§ **TEXT**:
※ ※ ※

Vertreibung mit Privatsphäre

Französischer Staatsrat verwirft Klage wegen Behinderung der Berichterstattung

Am 3. Februar 2021 haben zwei Journalist.innen, die nationale Journalistengewerkschaft und die Organisation Utopia 56 vor dem französischen Staatsrat eine juristische Niederlage erlitten. Gegenstand der juristischen Auseinandersetzung, in der der Staatsrat in etwa eine Rolle wie das deutsche Bundesverfassungsgericht einnahm, war im Wesentlichen die Frage, ob die Polizei den Journalist.innen während der regelmäßigen Räumungen den Zugang zu den Camps verweigern und damit eine Berichterstattung behindern darf, oder ob damit eine grundrechtswidrige Einschränkung der Pressefreiheit einhergeht. Das französische Innenministerium als Streitgegner legte in diesem Verfahren eine überraschende Rechtfertigung des polizeilichen Absperrgürtels vor; der Staatsrat legte in seiner Urteilsbegründung hohe Hürden an, um eine Beeinträchtigung der Pressefreiheit als erfüllt anzusehen. 

Die Praxis, bei den regelmäßigen Räumungen, Dritten – einschließlich Jornalist.innen – den Zugang zu den Camps zu verwehren, haben wir bei unserer Recherche in Calais beobachten können (siehe hier). Die Journalisten Louis Witter und Simon Hamy waren zunächst vor dem Verwaltungsgericht Lille gegen diese Praxis vorgegangen (siehe hier). Dort scheiterte ihre Klage, weil das Gericht eine Eilbedürftigkeit verneinte.

※ ※ ※

(Auszüge aus Segmentierungsdatensätzen)

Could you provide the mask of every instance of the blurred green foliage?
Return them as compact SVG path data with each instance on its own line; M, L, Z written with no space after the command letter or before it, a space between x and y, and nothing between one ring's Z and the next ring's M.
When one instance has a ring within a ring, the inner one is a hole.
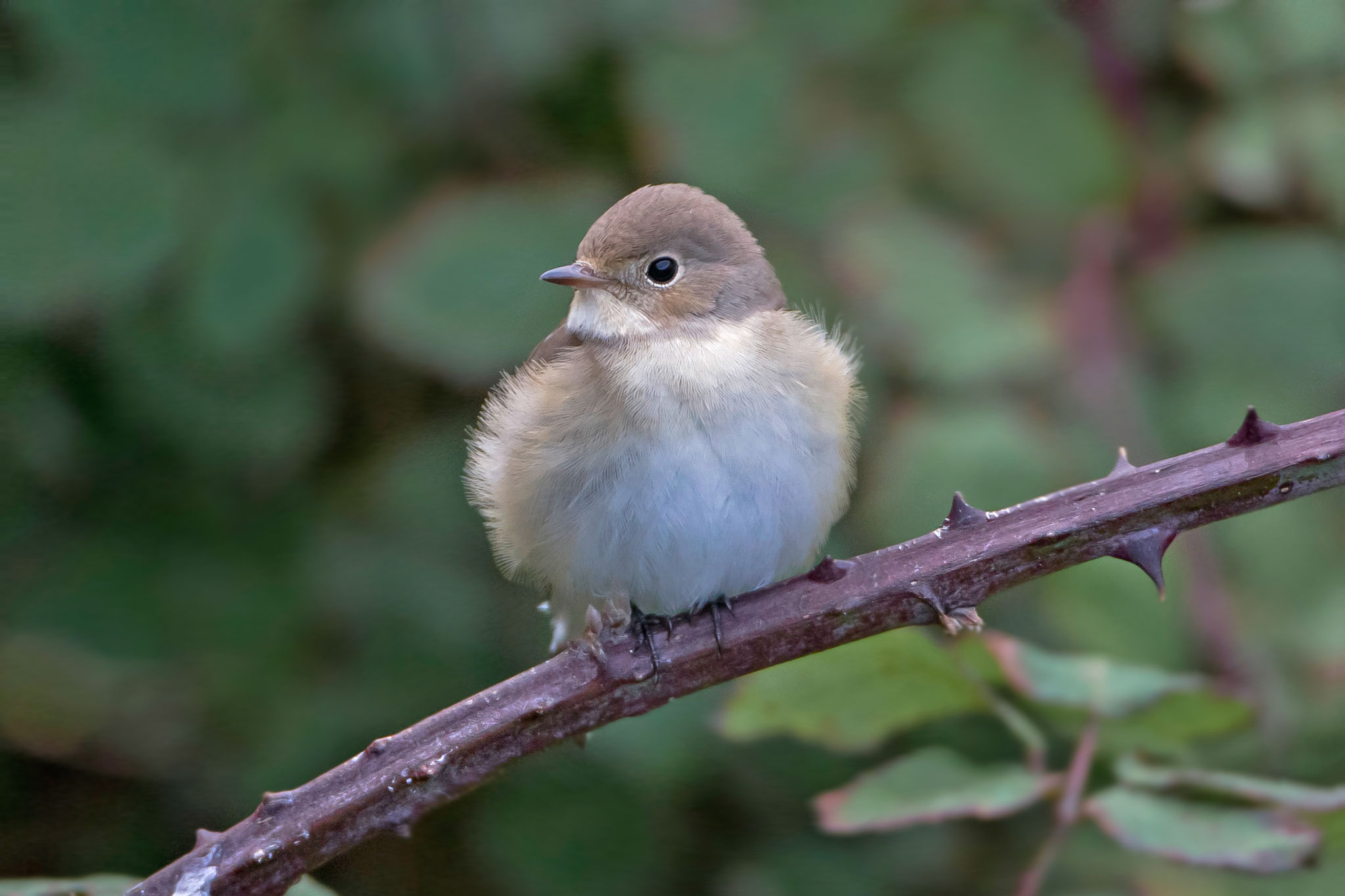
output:
M1345 404L1341 0L15 0L0 32L7 877L148 873L542 658L535 596L463 497L463 431L564 314L537 274L643 183L728 201L794 302L863 347L837 555L933 528L954 489L997 508L1106 473L1118 442L1143 463L1227 438L1248 403ZM1166 603L1102 560L985 615L1241 670L1255 719L1176 693L1108 720L1115 750L1166 732L1184 759L1334 783L1342 543L1345 497L1318 496L1180 540ZM924 686L865 650L800 685L822 708L851 666ZM1049 823L829 837L807 801L877 760L1020 747L978 713L833 729L787 693L772 724L804 740L738 743L709 724L724 696L537 756L320 877L997 893ZM1272 883L1081 829L1052 883L1334 893L1345 829L1323 829L1321 869Z

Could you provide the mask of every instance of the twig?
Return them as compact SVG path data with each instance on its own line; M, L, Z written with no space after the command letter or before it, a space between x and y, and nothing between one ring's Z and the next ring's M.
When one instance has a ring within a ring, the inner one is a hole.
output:
M995 591L1102 556L1151 575L1176 533L1345 482L1345 411L1276 427L1248 414L1229 442L999 510L963 505L948 525L742 595L724 653L701 617L659 645L627 633L572 647L410 728L307 785L268 794L222 834L129 892L265 896L381 832L405 832L507 763L616 719L757 669L888 629L975 625ZM1161 571L1158 571L1161 575ZM663 637L663 635L655 635Z
M1037 896L1041 885L1046 881L1050 866L1056 862L1060 848L1065 845L1069 830L1079 821L1079 805L1083 802L1084 786L1088 785L1088 772L1092 770L1092 758L1098 751L1098 719L1088 720L1088 725L1079 736L1075 752L1069 758L1069 771L1065 772L1065 787L1056 802L1056 823L1041 844L1032 865L1024 872L1018 881L1014 896Z

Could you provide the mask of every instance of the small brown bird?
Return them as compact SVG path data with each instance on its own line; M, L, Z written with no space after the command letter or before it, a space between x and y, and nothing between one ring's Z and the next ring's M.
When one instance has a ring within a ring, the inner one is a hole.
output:
M542 279L569 314L491 392L465 480L504 572L547 592L551 649L808 563L854 484L858 361L785 309L738 216L643 187Z

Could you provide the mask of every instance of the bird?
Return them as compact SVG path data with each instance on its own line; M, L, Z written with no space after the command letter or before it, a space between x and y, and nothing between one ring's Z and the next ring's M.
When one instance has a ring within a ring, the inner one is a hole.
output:
M642 187L541 279L569 310L490 391L464 484L504 575L546 594L551 650L806 568L854 488L859 360L787 308L742 220Z

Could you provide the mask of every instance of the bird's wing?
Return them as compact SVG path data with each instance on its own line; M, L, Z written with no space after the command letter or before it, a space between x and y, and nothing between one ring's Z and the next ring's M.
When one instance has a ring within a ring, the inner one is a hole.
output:
M561 321L560 326L553 329L546 339L537 344L537 348L533 349L533 353L527 356L527 361L525 363L531 364L533 361L541 361L545 364L560 355L564 349L574 348L580 344L580 337L569 330L565 321Z

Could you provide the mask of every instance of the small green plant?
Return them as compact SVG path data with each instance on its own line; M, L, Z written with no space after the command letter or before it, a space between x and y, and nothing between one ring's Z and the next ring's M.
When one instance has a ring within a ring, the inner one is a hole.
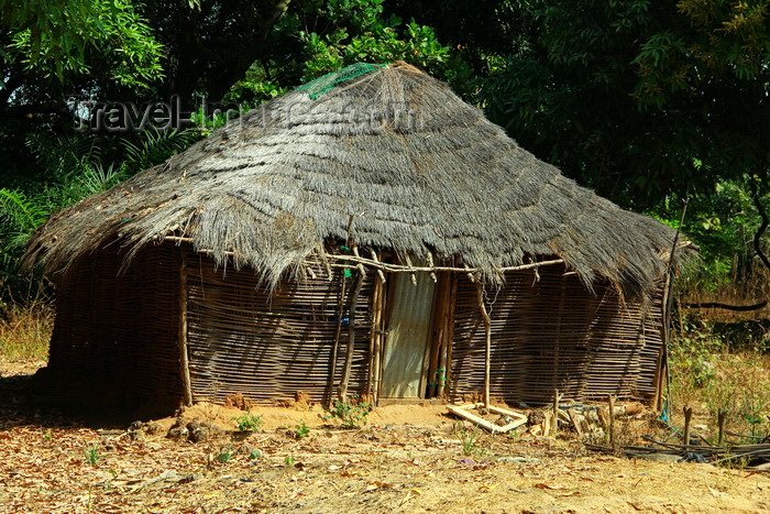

※ ※ ※

§ **ZIELE**:
a: Woran scheiterte laut dem Text die Klage von Louis Witter und Simon Hamy vor dem Verwaltungsgericht Lille?
b: Prüfe bitte, ob die folgenden Aussagen mit dem Text übereinstimmen, und belege jede Antwort (ja oder nein) mit einem wörtlichen Zitat: (i) Die Niederlage vor dem Staatsrat fiel auf den 3. Februar 2021. (ii) Das französische Innenministerium trat im Verfahren als Kläger auf. (iii) Louis Witter und Simon Hamy gingen zuerst vor dem Verwaltungsgericht Lille gegen die Praxis vor.

§ **ERGEBNISSE JE AUFGABE**:
a: Das Gericht verneinte eine Eilbedürftigkeit.

b:
(i) Ja: „Am 3. Februar 2021 haben zwei Journalist.innen, die nationale Journalistengewerkschaft und die Organisation Utopia 56 vor dem französischen Staatsrat eine juristische Niederlage erlitten.“
(ii) Nein: „Das französische Innenministerium als Streitgegner“
(iii) Ja: „Die Journalisten Louis Witter und Simon Hamy waren zunächst vor dem Verwaltungsgericht Lille gegen diese Praxis vorgegangen“